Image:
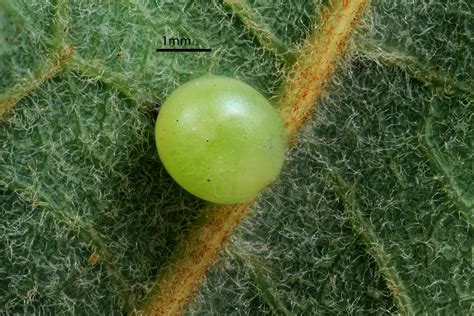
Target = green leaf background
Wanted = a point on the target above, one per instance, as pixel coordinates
(372, 213)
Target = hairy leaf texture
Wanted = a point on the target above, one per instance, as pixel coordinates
(373, 212)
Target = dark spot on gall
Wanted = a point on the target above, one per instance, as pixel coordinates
(154, 109)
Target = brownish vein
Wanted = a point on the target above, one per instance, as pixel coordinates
(304, 86)
(50, 68)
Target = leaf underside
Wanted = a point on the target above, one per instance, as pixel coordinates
(373, 210)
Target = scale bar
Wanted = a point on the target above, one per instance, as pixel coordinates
(184, 50)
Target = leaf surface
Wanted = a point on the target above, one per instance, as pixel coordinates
(372, 213)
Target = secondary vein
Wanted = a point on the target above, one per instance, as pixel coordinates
(304, 86)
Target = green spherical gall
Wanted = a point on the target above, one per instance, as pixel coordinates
(220, 139)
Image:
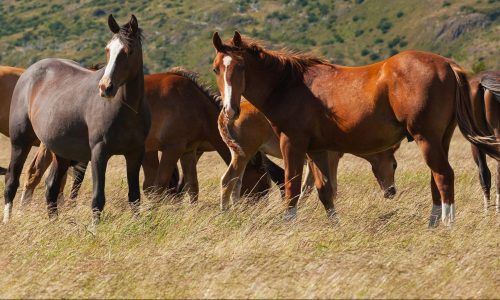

------------------------------------------------

Rewrite every line of the material above, but multiply each pixel coordinate of the marked points by 2.15 and round it to a whole number, rounding halves up. Leave out the pictures.

### ANSWER TO THE PROBLEM:
Image:
Target = green leaf background
Wanted = a point on the target above, one per instance, as pixel coordinates
(800, 458)
Target = hairy leaf texture
Wanted = a point on the target above, one per instance, as pixel coordinates
(802, 456)
Target = dark spot on gall
Wanted = a point on the target above, one per instance, as pixel coordinates
(331, 234)
Target = brownish vein
Wanted = a point on the target above, one per instance, as pixel coordinates
(654, 185)
(108, 146)
Target = leaf underside
Wanted = a point on the target above, one per instance, as pixel coordinates
(802, 452)
Target = scale bar
Wanted = a point on the target above, one per instance, as pixel coordinates
(396, 108)
Target = leaf surface
Wanted = a point on the target above, one per instance, as pixel coordinates
(800, 458)
Target = secondary vein
Wanted = a point on the target above, one per instance, as pixel coordinates
(654, 185)
Target = green spherical gall
Wanted = a point on the target above, one per instance, as pixel coordinates
(473, 299)
Image:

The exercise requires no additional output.